What to produce: Rewrite the material as a numbered list, starting at the line containing "embroidered emblem -> box" and continuing through the final line, both included. Omit any blank lines.

________________

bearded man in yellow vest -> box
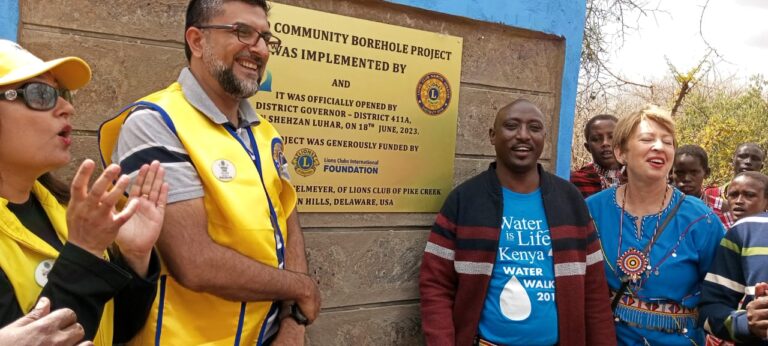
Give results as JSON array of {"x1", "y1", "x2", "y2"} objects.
[{"x1": 99, "y1": 0, "x2": 320, "y2": 345}]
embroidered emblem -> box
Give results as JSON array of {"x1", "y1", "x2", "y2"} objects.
[
  {"x1": 291, "y1": 148, "x2": 320, "y2": 177},
  {"x1": 416, "y1": 72, "x2": 451, "y2": 115},
  {"x1": 35, "y1": 259, "x2": 54, "y2": 287},
  {"x1": 272, "y1": 137, "x2": 291, "y2": 181},
  {"x1": 211, "y1": 160, "x2": 237, "y2": 182}
]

________________

Task answer:
1. embroidered emblem -> box
2. Give results as JSON array of {"x1", "y1", "x2", "y2"} objects.
3. [
4.   {"x1": 291, "y1": 148, "x2": 320, "y2": 177},
5.   {"x1": 416, "y1": 72, "x2": 451, "y2": 115},
6.   {"x1": 35, "y1": 259, "x2": 54, "y2": 287},
7.   {"x1": 272, "y1": 137, "x2": 291, "y2": 181},
8.   {"x1": 211, "y1": 160, "x2": 237, "y2": 182}
9. ]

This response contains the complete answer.